### EXTRACT
The student government (I was president ’48-‘49) was a farce. Students had no power at all, but I think in those days we really didn’t care. The college was run by the President (Sarah Gibson Blanding), the Warden (now called Dean of Students), and the Financial Officer. There were many extracurricular activities, including religion, and politics (we had conservatives and some wonderful ‘Lefties’ on campus (pre-McCarthy)). We had two newspapers, the Miscellany News and the Chronicle – but the Misc was the smartest and most liberal. We had some excellent athletes who, sadly, were not valued either by us or by the college – later I learned they even had to pay their own way to events.

If you realized you loved women you lived in deep silence. ‘Gay’ hadn’t been invented then, I knew no one else like me, and there was no one to talk to. See my book, Wolf Girls at Vassar: Lesbian and Gay Experiences 1930-1990.

We had octet singing groups. The Night Owls were the best and always in demand to sing at men’s colleges. I remember one evening, as a freshman, I opened the door of the theater in Student’s Building. It was a cavernous room, and dark. There was one light on stage and the Night Owls were rehearsing. A magical moment with such beautiful women’s voices and harmonies!

### DATA SHOWN
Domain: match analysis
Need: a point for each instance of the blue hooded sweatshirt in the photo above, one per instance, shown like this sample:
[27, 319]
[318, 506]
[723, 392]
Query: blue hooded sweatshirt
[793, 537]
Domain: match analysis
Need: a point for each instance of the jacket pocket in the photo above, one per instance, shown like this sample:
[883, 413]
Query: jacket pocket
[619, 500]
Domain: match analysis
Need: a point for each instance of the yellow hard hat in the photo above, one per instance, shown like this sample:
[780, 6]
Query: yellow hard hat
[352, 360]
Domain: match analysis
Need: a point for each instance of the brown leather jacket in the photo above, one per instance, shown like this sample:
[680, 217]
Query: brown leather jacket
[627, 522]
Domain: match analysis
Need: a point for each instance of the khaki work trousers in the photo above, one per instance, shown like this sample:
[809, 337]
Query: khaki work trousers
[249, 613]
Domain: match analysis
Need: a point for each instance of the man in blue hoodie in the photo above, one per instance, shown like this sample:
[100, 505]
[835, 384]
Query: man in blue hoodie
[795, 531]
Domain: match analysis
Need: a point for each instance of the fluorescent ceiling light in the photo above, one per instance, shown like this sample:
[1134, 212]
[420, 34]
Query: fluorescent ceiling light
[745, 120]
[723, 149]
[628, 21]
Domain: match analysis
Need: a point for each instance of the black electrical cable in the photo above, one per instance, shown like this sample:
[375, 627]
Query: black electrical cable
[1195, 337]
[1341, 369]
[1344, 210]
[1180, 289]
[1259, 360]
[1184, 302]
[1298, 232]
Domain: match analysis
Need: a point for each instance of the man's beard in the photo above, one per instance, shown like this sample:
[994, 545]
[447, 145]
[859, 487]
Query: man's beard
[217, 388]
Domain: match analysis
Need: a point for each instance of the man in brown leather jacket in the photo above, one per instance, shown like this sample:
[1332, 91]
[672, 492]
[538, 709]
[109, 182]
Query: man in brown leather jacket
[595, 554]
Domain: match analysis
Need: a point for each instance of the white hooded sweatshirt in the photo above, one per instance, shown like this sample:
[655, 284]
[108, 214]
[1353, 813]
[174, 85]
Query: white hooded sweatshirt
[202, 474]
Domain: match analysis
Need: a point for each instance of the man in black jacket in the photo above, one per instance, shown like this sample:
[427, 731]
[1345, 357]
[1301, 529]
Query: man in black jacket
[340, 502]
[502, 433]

### TASK DETAILS
Referring to the Extract above the rows, list every official it says ran the college, along with any name or later title it gives for each.

### TASK SOLUTION
- The President (Sarah Gibson Blanding)
- The Warden (now called Dean of Students)
- The Financial Officer